> PROBLEM STATEMENT:
List every line in the entries below that contains the word "straw". Case counts.

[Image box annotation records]
· · ·

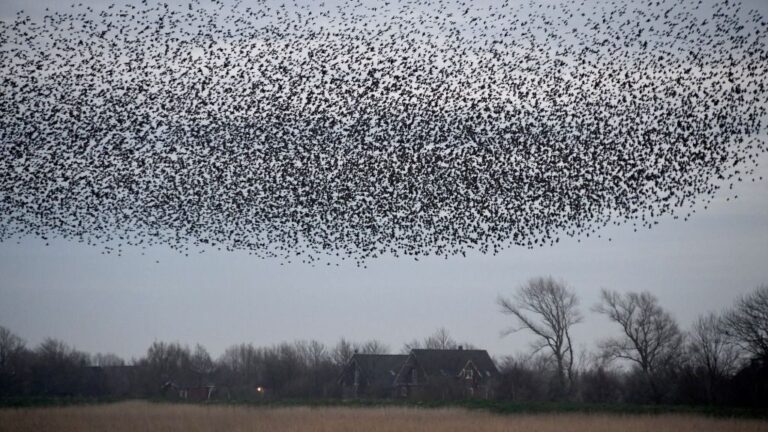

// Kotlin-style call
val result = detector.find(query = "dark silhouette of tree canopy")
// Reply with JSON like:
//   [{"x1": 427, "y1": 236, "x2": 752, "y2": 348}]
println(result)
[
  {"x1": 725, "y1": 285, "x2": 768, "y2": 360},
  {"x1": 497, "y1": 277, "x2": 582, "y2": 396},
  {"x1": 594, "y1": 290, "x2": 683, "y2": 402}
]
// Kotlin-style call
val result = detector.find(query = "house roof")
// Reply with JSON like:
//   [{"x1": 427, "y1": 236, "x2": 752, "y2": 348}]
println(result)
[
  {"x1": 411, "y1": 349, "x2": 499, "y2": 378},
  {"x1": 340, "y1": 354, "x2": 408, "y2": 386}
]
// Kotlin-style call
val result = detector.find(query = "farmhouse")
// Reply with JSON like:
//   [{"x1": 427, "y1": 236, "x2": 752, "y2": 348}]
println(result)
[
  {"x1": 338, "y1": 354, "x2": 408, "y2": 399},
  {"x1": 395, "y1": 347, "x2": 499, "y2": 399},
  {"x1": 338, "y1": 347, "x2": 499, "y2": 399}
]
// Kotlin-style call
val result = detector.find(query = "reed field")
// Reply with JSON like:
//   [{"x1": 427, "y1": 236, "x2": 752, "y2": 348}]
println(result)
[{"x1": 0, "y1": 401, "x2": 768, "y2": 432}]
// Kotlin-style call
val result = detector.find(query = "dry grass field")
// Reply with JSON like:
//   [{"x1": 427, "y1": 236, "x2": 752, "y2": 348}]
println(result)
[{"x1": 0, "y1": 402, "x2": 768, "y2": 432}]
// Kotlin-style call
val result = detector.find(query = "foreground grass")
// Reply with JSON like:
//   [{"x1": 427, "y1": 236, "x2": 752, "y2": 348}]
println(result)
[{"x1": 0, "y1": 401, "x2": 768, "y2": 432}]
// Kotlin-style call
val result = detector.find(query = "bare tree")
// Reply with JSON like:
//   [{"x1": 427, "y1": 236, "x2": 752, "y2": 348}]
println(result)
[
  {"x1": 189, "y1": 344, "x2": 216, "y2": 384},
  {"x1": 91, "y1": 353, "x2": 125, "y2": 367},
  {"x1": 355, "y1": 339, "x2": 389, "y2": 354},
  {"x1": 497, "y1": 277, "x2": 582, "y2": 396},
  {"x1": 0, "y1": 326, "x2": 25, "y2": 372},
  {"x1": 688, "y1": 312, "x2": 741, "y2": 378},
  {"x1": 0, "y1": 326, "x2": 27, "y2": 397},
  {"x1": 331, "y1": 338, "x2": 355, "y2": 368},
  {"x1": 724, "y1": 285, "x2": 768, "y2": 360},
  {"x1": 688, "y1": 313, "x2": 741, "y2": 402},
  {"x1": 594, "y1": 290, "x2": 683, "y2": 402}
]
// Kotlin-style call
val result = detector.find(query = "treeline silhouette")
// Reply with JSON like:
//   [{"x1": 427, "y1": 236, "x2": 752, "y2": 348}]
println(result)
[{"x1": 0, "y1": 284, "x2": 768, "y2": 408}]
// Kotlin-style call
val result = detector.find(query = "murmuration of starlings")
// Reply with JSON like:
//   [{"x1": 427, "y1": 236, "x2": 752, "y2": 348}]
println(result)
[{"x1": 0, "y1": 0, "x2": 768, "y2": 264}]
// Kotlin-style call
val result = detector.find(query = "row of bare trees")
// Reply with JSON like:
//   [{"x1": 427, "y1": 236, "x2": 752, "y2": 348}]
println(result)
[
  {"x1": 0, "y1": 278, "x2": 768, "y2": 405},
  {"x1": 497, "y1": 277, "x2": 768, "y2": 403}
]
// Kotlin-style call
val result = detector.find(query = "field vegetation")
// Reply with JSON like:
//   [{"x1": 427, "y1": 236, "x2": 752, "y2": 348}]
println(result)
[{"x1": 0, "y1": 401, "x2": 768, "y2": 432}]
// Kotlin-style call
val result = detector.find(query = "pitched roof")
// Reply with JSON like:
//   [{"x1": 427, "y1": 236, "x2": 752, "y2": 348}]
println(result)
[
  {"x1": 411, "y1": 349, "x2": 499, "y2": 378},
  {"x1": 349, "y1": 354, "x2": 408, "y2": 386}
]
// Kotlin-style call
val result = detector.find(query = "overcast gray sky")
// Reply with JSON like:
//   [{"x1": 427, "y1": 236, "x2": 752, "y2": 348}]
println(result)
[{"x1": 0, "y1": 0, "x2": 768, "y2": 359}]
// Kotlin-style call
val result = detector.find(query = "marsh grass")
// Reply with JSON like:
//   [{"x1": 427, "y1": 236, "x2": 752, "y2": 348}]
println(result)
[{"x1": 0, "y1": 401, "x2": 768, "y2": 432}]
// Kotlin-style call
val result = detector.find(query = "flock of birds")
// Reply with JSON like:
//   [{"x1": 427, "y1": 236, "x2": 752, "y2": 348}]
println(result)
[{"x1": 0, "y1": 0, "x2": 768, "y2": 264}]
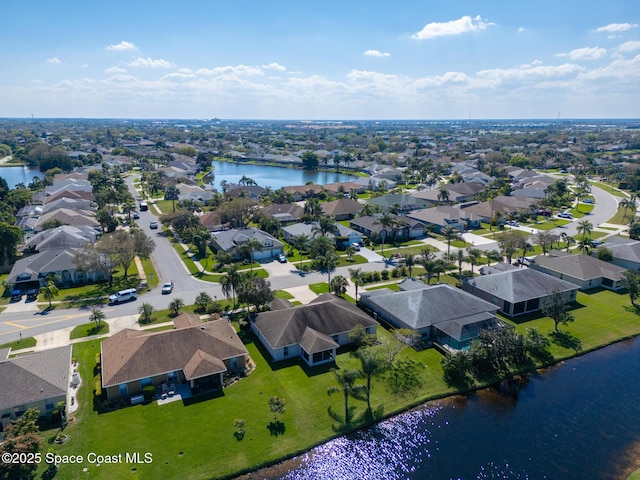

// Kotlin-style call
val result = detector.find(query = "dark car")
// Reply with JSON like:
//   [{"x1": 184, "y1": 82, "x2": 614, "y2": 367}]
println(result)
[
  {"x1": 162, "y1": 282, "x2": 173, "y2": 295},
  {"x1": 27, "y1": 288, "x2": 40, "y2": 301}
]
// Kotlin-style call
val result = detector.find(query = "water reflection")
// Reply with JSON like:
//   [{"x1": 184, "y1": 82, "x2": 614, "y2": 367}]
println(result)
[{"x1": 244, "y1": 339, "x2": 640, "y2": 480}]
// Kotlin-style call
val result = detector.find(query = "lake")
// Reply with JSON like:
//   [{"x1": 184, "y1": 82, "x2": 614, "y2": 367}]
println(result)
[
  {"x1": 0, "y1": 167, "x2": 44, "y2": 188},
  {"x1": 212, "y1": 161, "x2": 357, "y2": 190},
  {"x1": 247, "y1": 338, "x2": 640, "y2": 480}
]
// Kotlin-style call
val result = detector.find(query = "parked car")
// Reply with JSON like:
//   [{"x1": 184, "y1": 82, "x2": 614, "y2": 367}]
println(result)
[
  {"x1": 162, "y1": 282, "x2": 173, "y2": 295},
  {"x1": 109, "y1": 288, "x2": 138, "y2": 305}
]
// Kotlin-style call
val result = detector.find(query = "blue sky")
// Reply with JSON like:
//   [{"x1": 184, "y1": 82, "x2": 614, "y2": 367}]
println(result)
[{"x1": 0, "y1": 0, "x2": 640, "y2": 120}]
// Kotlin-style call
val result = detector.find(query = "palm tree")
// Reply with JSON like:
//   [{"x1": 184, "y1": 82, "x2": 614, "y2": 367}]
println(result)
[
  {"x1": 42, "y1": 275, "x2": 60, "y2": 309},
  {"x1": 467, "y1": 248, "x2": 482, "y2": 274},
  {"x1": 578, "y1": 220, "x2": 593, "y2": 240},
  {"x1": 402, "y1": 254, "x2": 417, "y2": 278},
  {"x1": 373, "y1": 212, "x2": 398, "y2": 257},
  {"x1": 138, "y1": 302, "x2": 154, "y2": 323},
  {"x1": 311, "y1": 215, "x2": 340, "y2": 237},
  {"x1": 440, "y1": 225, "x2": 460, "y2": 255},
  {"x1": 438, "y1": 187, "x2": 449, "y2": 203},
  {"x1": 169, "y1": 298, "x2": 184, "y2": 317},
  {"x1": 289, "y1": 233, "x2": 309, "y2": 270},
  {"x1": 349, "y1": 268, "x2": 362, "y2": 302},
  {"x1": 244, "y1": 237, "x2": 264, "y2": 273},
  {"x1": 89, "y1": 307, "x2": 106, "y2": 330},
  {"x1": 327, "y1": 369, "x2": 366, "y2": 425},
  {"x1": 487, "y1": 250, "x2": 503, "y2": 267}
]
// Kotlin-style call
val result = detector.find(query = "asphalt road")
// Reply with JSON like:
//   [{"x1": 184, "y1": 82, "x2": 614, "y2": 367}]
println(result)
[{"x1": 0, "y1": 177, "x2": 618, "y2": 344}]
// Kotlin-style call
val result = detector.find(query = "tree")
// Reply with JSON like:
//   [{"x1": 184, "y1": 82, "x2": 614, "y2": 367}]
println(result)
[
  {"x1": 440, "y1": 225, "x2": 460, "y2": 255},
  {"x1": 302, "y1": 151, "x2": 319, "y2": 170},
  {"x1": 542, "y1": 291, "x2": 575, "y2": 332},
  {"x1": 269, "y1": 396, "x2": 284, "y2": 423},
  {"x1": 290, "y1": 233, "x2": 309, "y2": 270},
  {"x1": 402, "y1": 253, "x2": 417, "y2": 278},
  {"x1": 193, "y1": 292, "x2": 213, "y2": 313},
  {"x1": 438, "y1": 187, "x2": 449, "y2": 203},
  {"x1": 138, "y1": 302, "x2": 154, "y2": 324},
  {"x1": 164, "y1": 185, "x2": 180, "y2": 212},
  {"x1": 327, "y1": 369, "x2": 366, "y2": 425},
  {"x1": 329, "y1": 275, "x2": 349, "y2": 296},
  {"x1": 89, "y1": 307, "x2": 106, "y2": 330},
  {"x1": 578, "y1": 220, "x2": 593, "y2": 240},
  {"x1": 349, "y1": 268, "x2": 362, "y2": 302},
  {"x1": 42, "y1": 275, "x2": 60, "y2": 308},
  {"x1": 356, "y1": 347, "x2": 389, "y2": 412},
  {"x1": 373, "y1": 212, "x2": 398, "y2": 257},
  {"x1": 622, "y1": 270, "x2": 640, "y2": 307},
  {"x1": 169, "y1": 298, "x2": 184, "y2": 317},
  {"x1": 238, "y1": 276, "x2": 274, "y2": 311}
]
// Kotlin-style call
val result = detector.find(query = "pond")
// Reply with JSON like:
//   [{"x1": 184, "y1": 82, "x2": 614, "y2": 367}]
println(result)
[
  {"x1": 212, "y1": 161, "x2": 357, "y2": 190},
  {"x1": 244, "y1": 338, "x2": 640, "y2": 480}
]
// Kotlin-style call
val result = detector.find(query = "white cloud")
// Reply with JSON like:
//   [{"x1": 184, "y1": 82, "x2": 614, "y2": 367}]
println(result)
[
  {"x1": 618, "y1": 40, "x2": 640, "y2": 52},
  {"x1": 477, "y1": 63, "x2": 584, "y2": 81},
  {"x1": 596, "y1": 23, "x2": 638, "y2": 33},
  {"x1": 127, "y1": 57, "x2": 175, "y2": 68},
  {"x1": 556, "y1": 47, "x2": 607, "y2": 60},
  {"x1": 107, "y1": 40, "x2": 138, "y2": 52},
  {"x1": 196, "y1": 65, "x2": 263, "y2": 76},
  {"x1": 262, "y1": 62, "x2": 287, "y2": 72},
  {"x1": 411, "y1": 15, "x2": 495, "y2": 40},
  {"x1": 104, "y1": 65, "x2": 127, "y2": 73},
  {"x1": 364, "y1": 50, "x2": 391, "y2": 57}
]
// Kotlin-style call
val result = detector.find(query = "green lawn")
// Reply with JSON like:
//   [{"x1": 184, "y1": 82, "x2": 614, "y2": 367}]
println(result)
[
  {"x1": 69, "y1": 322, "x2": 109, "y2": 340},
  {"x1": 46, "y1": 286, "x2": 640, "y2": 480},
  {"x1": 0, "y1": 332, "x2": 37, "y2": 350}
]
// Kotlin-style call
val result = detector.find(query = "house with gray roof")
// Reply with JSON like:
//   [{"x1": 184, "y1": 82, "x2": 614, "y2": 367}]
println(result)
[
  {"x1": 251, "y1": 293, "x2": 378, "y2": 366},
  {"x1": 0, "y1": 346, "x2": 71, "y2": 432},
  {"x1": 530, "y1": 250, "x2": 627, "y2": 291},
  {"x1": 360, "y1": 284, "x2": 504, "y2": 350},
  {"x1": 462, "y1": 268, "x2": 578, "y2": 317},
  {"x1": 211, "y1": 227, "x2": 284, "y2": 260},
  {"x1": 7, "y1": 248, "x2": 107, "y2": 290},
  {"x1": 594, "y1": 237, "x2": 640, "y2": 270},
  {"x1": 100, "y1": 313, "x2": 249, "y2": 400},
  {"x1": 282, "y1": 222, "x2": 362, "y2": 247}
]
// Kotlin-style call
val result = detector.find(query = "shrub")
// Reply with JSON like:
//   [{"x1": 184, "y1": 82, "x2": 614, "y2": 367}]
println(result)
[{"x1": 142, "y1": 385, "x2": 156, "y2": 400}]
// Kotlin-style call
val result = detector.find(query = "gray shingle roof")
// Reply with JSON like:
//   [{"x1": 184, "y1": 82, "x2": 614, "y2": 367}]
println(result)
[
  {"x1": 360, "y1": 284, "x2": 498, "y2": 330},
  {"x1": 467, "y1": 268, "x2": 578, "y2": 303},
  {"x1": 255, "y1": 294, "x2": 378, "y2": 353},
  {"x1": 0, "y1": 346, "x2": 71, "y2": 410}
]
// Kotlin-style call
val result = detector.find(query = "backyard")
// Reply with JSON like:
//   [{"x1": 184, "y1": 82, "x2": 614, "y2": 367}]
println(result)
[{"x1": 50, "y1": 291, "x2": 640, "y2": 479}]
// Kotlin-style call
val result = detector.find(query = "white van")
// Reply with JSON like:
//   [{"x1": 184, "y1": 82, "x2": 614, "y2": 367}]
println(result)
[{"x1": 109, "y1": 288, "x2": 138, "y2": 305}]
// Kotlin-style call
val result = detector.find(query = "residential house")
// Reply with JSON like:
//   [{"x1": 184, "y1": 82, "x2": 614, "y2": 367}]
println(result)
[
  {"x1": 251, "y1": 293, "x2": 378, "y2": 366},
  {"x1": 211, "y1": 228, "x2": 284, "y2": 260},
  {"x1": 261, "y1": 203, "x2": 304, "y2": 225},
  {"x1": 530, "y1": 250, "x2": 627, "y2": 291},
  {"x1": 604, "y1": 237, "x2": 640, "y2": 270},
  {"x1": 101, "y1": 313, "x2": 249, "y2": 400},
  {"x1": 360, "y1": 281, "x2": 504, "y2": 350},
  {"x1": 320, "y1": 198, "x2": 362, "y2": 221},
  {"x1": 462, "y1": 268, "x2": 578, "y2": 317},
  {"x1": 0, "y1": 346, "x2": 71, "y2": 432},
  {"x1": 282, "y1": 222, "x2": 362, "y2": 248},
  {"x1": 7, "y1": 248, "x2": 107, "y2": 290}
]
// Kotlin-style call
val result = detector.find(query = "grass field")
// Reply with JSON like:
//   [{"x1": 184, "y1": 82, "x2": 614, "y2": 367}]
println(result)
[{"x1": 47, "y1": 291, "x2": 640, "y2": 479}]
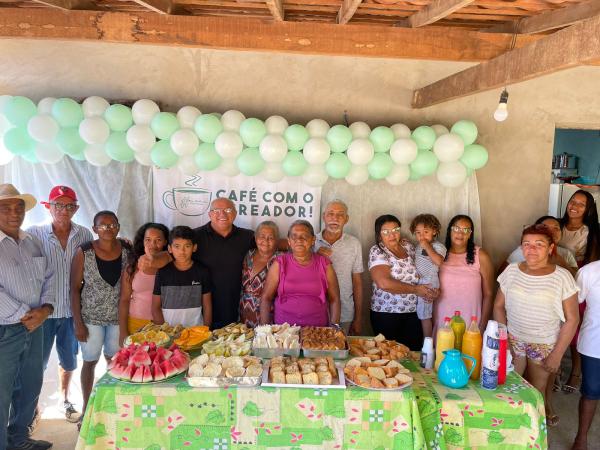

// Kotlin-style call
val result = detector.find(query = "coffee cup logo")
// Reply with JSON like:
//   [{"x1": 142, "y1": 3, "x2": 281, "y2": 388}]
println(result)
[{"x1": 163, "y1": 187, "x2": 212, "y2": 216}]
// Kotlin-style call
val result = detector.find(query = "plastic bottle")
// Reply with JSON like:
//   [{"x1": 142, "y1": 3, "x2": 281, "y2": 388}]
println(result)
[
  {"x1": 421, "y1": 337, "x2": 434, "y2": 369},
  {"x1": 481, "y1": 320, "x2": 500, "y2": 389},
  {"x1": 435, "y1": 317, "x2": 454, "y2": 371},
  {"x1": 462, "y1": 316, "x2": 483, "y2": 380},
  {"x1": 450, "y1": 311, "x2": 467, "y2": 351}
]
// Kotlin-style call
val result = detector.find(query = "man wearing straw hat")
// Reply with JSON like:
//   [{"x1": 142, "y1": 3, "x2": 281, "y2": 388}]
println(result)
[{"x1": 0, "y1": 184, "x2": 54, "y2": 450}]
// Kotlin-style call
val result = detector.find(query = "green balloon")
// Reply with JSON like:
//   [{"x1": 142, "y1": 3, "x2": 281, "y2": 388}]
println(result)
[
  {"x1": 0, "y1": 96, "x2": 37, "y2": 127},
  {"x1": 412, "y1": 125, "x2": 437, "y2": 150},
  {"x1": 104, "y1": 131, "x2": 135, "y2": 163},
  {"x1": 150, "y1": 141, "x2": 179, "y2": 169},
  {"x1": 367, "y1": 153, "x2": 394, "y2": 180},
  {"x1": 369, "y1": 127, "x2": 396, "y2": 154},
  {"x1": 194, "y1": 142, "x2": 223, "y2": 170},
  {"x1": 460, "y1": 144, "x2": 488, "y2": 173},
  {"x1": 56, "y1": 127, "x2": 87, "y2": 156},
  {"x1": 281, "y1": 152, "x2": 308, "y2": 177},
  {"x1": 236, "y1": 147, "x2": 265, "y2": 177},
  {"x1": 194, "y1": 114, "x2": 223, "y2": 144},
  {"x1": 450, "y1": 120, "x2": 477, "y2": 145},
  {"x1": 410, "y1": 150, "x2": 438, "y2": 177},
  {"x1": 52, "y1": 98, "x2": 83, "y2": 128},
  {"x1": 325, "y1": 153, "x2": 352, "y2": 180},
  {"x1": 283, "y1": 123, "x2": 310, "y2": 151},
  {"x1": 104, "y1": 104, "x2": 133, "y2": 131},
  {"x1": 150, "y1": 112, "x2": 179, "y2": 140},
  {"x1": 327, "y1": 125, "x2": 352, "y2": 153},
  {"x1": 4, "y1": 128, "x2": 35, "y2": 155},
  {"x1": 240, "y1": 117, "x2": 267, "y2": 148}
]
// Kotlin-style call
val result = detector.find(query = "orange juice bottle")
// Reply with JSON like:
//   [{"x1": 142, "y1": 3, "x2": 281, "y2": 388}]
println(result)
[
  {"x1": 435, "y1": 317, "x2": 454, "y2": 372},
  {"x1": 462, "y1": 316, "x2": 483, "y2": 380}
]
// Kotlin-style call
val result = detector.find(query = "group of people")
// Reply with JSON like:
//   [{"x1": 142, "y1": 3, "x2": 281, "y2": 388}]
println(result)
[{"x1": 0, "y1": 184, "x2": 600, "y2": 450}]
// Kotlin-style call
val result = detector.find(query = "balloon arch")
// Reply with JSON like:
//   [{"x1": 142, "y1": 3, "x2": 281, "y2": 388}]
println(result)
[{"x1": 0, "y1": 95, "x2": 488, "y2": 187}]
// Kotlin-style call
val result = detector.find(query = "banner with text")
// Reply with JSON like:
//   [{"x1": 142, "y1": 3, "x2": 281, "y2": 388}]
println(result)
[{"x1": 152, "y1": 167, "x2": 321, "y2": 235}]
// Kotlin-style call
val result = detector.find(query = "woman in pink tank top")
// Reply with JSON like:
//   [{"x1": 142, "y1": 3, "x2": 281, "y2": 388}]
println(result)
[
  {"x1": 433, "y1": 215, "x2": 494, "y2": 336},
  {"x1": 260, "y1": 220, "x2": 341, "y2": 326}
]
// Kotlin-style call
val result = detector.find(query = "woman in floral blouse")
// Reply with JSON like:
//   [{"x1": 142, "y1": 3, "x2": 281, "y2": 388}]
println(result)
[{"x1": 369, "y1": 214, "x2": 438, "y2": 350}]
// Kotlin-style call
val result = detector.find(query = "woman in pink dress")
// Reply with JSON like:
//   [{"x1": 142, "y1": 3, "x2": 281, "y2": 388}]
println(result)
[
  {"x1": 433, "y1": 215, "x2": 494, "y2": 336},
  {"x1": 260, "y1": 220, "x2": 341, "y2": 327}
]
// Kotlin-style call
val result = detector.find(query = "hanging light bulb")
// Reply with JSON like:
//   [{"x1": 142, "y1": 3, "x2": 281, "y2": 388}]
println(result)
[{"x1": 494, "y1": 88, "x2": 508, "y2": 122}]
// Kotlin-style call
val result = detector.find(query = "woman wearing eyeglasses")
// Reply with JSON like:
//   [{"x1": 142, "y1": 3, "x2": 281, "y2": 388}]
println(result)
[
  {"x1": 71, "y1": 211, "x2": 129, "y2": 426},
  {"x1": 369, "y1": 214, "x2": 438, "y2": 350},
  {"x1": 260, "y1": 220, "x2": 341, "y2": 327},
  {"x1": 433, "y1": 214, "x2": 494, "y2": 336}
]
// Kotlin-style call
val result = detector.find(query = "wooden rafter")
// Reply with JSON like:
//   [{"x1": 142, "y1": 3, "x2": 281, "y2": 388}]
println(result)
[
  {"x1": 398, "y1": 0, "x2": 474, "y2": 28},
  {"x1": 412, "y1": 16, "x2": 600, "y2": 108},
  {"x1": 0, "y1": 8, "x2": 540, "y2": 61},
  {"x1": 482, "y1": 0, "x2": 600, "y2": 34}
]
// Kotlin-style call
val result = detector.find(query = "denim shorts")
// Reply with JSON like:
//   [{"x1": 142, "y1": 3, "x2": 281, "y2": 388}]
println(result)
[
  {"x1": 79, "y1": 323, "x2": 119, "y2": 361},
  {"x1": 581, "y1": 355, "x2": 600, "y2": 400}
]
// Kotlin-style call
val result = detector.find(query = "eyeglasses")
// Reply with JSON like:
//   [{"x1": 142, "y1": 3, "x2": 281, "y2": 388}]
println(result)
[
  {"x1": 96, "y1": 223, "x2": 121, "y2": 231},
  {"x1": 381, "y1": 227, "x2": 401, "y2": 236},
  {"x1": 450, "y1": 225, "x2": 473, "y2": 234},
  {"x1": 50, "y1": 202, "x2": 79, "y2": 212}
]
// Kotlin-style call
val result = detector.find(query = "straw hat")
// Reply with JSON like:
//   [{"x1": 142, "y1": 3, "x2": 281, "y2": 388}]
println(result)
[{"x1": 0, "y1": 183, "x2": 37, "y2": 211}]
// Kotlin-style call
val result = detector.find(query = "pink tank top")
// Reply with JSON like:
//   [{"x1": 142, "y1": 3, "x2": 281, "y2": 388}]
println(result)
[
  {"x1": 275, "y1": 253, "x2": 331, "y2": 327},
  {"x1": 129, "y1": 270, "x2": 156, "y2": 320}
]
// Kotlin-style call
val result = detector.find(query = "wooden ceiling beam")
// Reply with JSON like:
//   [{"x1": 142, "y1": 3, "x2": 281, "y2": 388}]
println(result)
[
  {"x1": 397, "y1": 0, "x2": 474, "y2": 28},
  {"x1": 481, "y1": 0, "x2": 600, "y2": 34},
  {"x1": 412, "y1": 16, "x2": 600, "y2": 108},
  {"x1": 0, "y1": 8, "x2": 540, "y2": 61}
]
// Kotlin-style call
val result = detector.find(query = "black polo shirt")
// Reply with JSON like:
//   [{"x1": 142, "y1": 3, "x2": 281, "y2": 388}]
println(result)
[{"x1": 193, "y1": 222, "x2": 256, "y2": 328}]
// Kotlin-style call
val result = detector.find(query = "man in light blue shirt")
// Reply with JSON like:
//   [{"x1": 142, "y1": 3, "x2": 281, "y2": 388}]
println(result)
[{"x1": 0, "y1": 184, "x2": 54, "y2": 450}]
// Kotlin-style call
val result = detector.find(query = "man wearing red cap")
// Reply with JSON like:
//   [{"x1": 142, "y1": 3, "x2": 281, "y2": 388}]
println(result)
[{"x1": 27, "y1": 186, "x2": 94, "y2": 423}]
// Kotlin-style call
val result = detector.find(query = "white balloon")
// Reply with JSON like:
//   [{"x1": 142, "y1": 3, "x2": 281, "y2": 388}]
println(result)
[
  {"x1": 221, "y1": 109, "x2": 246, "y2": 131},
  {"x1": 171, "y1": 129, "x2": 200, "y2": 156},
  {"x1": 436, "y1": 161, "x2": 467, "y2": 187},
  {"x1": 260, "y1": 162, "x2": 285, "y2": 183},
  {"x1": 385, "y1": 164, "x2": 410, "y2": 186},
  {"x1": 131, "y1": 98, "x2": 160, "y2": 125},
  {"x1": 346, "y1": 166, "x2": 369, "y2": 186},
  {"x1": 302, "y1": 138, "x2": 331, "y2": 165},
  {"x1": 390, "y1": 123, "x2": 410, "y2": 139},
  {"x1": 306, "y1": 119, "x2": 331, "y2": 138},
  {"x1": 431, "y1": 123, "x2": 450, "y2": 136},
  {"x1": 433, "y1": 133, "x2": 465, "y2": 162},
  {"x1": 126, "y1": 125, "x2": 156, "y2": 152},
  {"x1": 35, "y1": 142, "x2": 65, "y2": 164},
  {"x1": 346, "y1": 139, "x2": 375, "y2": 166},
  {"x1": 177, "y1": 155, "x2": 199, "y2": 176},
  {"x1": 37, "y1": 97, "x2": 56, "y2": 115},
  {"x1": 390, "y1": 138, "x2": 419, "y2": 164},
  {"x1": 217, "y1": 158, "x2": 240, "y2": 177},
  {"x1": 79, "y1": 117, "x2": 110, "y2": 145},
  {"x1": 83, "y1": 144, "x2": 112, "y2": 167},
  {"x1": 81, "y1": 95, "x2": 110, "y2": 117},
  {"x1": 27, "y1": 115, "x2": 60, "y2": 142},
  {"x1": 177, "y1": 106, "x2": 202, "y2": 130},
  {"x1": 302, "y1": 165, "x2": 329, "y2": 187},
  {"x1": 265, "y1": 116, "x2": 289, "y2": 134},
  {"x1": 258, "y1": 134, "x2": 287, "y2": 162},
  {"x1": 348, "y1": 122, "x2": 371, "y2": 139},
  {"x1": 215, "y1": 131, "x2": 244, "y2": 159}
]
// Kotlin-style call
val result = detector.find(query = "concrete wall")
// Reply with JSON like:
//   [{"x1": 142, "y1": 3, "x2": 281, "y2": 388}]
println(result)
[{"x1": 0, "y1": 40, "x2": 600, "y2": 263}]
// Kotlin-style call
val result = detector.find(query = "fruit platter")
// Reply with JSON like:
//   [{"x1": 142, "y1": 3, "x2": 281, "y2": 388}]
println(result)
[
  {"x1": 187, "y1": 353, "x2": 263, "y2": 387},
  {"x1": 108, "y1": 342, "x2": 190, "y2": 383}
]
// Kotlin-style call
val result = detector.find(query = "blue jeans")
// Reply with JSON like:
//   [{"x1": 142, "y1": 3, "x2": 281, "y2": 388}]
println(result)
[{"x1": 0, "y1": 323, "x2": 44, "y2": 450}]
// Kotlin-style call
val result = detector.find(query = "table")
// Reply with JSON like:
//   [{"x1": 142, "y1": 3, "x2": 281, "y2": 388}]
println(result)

· · ·

> CORRECT RESPONSE:
val result = detector.find(query = "man wearing straw hat")
val result = detector.find(query = "straw hat")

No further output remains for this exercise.